■ **Alıntılanan metin**
□ □ □ □ □ □ □

20 Şubat 2023 Pazartesi

AĞAÇ EV SOHBETLERİ # 183

Sevgili DeepTone tarafından organize edilen Ağaç Ev Sohbetleri etkinliğimiz devam ediyorÖnceki haftaların sohbet konularını ve konu başlıklarını öneren arkadaşlarımızın isim listesini burada bulabilirsiniz. Bu haftanın konusu benden.

Ülkemiz her felâkete uğradığında sebepleri ve sorumluları hakkında saatlerce, günlerce konuşur, dururuz. Bu konuda alınması hayati önem taşıyan hususları göz ardı ederken sorumlularını cezalandırmaktan yana tavır almayız. Olayın sıcaklığı geçer geçmez konuşulanların tümünü unutur ve günlük hayatımıza döneriz. Ta ki, yeni bir felâketle karşılaşana kadar... Özellikle son büyük depremde "liyakat" sözcüğü üzerinde sıkça duruldu. Bu nedenle "liyakat", haftanın konusunu belirlememde etkili oldu. 

"Yozlaşmanın en büyük sebeplerinden biri olan "liyakat" sorununun ülkemiz şartlarında çözümü mümkün mü? Gelişmişlik düzeyimizin artmasında liyakat tek başına yeterli midir? Özellikle kamuda liyakate esas kadrolara görev verilmesi için sizce neler yapılmalı?"

Liyakat ilkesi belli bir göreve atanacak kişilerde, yeterlik ve yeteneklerinin temel alınmasını gerektirir. Ülkemizde liyakat yerine sadakate önem verilmesi yozlaşmanın başlıca sebebi olmuştur. Toplumun bilinçli olarak cahil bırakılması nedeniyle mevcut demokratik sistemimizin liyakat sorununa çözüm bulacağına inanmıyorum. Liyakatin esas alındığı "meritokrasi" sisteminin, yani ülke idaresinin yetkin ve yetenekli kişilere verilmesinin, ülkemizdeki demokrasi anlayışına kıyasla daha iyi olmasına karşılık sorunun adil biçimde ve evrensel etik kuralları dahilinde çözümlenmesi esas alınmalıdır. Bu bağlamda liyakatin yanı sıra fırsat eşitliği ve adaletin tesisi ideal yönetim tarzında aranılan ölçülerdir. Ülkemizde uygulanan sözde demokrasi sistemiyle liyakat sorununun çözümü mümkün değil bana göre. Tek çözüm rejimin yıkılıp sistemin kökten değiştirilmesidir.

□ □ □ □ □ □ □

■ **Çıkarılan malzeme**
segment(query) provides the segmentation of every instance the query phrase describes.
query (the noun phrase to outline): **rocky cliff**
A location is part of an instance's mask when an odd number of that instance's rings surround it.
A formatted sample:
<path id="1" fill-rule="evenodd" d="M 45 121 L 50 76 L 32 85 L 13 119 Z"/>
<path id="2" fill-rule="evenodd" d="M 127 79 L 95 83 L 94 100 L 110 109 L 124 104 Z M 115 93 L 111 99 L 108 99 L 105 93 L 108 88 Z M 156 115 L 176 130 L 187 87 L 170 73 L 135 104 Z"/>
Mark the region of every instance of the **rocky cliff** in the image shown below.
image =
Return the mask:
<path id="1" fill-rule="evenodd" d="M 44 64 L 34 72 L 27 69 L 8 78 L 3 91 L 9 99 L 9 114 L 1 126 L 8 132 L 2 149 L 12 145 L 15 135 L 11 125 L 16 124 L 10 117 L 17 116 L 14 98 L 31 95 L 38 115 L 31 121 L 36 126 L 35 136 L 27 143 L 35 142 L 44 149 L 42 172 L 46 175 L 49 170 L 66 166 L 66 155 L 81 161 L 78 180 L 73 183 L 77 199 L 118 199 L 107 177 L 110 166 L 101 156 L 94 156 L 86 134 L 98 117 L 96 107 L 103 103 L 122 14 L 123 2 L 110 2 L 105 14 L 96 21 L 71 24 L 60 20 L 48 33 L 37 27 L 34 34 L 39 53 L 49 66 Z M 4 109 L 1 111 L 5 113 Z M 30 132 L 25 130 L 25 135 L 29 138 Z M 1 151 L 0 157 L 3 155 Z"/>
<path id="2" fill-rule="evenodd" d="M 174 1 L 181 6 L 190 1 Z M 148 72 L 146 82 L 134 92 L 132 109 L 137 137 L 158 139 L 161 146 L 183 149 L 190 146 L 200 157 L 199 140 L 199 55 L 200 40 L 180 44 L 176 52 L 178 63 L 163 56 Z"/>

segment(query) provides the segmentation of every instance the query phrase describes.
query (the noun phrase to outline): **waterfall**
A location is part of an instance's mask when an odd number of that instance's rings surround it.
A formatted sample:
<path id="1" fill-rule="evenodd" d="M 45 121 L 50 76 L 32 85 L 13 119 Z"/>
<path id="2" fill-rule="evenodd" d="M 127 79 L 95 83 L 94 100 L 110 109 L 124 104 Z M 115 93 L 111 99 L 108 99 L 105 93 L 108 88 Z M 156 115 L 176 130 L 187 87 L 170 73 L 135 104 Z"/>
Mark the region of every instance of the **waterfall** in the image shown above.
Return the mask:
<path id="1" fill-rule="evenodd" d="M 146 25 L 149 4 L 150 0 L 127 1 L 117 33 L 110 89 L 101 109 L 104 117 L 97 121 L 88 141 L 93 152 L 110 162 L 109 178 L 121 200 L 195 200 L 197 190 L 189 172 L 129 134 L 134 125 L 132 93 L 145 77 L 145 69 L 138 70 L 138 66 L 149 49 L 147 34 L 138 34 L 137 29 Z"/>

□ □ □ □ □ □ □

■ **Görev tanımı**
A. Liyakat yazısında "Sevgili DeepTone tarafından organize edilen Ağaç" sözcüklerini içeren yerle başlayıp "belirlememde etkili oldu." ile biten bölümü aynen kopyalar mısın?
B. Liyakat yazısına göre ülkemizde yozlaşmanın başlıca sebebi nedir?
C. Liyakat yazısını kaldığı yerden devam ettirir misin?
Satırlar başka bir kaynaktan alınmıştır.

■ **Nihai yanıtlar**
A.
Sevgili DeepTone tarafından organize edilen Ağaç Ev Sohbetleri etkinliğimiz devam ediyorÖnceki haftaların sohbet konularını ve konu başlıklarını öneren arkadaşlarımızın isim listesini burada bulabilirsiniz. Bu haftanın konusu benden.

Ülkemiz her felâkete uğradığında sebepleri ve sorumluları hakkında saatlerce, günlerce konuşur, dururuz. Bu konuda alınması hayati önem taşıyan hususları göz ardı ederken sorumlularını cezalandırmaktan yana tavır almayız. Olayın sıcaklığı geçer geçmez konuşulanların tümünü unutur ve günlük hayatımıza döneriz. Ta ki, yeni bir felâketle karşılaşana kadar... Özellikle son büyük depremde "liyakat" sözcüğü üzerinde sıkça duruldu. Bu nedenle "liyakat", haftanın konusunu belirlememde etkili oldu.

B. Liyakat yerine sadakate önem verilmesi.

C.
Özel sektörde yönetimin liyakatsiz kişilere devri şirketlerin zarar edip kapanmasıyla sonuçlanır. Oysa devletlerin siyaset ve bürokraside yetersiz, yeteneksiz kişilerin eline bırakılması çoğu zaman devletin sonunu getirmez ama vatandaşların türlü acılar ve sıkıntılar çekmesine, küçük bir yandaş topluluğu zenginleşirken halkın büyük çoğunluğunun yoksulluk içinde kıvranmasına sebep olur. Bu bakımdan halkın refahı için kamu sektöründe liyakat çok daha büyük önem arz eder. Ülkede fırsat eşitliği ve adalet sağlanmaksızın liyakat tek başına yeterli olmaz. Söz gelimi parası olanlar iyi okullarda eğitim görüp iyi birer meslek sahibi, başarılı bir iş adamı ya da kamuda yetkin bir yönetici, bürokrat, sanayici olurken aynı yeteneklere hatta daha üstün yeteneklere sahip başkaları yoksulluk nedeniyle eğitim yapamıyor, din, mezhep, ırk ve bölgesel ayrımcılık nedeniyle ayrımcılığa uğruyorsa toplumda huzur sağlanamaz.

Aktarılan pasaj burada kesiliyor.